* EXERCISE INSTRUCTIONS:
1. Write out the passage of the jobless-rate article that begins at the words "Friday, February 6, 2009" and ends after the words "7.5 percent rate.".
2. Name every industry sector that the jobless-rate article says cut jobs in January, and give the number of jobs each one cut that month.
3. Continue the jobless-rate article, starting after its final sentence.

* EXTRACT:

** begin **

Friday, February 6, 2009
U.S. Jobless Rate Rises To 7.6 Percent In January
More Americans lost jobs in January than in any month in the past 34 years, adding to the nation's strained unemployment rolls as the Obama administration tries to pull the economy out of a tailspin. The Labor Department said employers slashed 598,000 jobs in January, the deepest cut in payrolls since December 1974, pushing the unemployment rate up to 7.6 percent. The latest figures, which follow a revised 577,000 losses for December, were even worse than economists had forecast. The consensus had predicted a 7.5 percent rate.
On Thursday, the Labor Department reported that the number of new weekly jobless claims had hit the highest level since 1982. The manufacturing sector bled 207,000 jobs after cutting 162,000 in December. Construction industries cut 111,000 jobs in January after shedding 86,000 in December. Retail businesses cut an additional 45,000 positions after reducing 82,700 in December. The economy has lost 3.6 million jobs since the start of the recession in December 2007.
"These numbers certainly tell the tale. They tell us this is a very severe recession," Hugh Johnson, chief economist at Johnson-Illington Advisors, told NPR. Johnson said it was "clearly a much bigger job loss" than economists had been predicting. The latest grim news came on the same day that President Obama named his Economic Recovery Advisory Board, which will be charged in part with finding a way to address the millions of people who are out of work.

** end **

Object position labeling entries
** begin **

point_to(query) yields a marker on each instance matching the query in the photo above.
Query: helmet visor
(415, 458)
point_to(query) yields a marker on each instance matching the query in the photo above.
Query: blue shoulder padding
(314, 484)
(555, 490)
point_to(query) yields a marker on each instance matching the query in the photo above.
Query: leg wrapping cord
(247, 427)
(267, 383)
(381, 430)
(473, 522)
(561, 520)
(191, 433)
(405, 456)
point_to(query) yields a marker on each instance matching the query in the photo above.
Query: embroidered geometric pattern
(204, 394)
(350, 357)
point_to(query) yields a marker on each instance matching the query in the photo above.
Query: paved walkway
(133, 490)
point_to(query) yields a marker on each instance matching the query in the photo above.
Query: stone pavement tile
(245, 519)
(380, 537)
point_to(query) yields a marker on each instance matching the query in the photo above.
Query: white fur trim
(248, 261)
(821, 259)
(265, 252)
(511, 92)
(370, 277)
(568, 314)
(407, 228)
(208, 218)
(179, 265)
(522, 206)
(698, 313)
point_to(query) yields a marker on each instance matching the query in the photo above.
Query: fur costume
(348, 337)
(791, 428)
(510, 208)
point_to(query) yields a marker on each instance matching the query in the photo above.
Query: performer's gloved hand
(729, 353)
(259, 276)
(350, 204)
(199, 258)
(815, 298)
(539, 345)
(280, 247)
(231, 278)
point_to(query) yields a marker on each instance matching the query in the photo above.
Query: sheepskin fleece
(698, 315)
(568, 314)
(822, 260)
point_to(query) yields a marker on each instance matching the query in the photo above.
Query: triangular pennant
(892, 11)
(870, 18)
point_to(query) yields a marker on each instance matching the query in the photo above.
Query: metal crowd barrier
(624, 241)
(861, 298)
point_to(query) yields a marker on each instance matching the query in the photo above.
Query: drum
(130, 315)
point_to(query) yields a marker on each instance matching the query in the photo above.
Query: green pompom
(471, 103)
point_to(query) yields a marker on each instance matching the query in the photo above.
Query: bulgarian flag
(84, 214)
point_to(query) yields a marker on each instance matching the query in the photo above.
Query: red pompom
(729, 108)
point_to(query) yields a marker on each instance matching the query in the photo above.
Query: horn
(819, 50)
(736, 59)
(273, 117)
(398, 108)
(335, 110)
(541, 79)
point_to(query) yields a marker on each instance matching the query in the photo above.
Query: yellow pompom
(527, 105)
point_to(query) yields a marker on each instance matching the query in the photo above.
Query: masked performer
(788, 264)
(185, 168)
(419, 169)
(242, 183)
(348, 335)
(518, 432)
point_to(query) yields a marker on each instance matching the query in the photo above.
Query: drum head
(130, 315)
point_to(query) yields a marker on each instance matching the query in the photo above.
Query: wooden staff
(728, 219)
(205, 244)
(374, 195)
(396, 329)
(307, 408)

** end **

* RESPONSES FOR EACH TASK:
1.
Friday, February 6, 2009
U.S. Jobless Rate Rises To 7.6 Percent In January
More Americans lost jobs in January than in any month in the past 34 years, adding to the nation's strained unemployment rolls as the Obama administration tries to pull the economy out of a tailspin. The Labor Department said employers slashed 598,000 jobs in January, the deepest cut in payrolls since December 1974, pushing the unemployment rate up to 7.6 percent. The latest figures, which follow a revised 577,000 losses for December, were even worse than economists had forecast. The consensus had predicted a 7.5 percent rate.

2.
Manufacturing: 207,000 jobs
Construction industries: 111,000 jobs
Retail businesses: 45,000 jobs

3.
The president is also pushing ahead with his more than $900 billion economic recovery package, which has run into trouble in Congress among Republicans and some Democrats. "If there is anyone, anywhere, who doubts the need for wise counsel and bold and immediate action, consider the devastating news we just received this morning," Obama said, referring to the unemployment figures. "I am sure that ... members of the Senate are reading these same numbers this morning," he said. "I hope they share my sense of urgency and draw the same, unmistakable conclusion: The situation could not be more serious."
"It is inexcusable and irresponsible to get bogged down in distraction and delay while millions of Americans are being put out of work. It is time for Congress to act. It is time to pass an economic recovery and reinvestment plan to get our economy moving again," he said. Obama has tapped former Federal Reserve Chairman Paul Volcker to lead the Economic Recovery Advisory Board. Others on the 15-member board include former Securities and Exchange Commission Chairman William Donaldson, TIAA-CREF President and CEO Roger Ferguson and Harvard University economy professor Martin Feldstein.
Obama friend and campaign finance chairwoman Penny Pritzker also is on the board, as is Caterpillar Inc. Chairman and CEO Jim Owens and General Electric Co. CEO Jeffrey R. Immelt. Two labor officials — Anna Burger of Service Employees International Union and Richard L. Trumka of the AFL-CIO — were named to the board.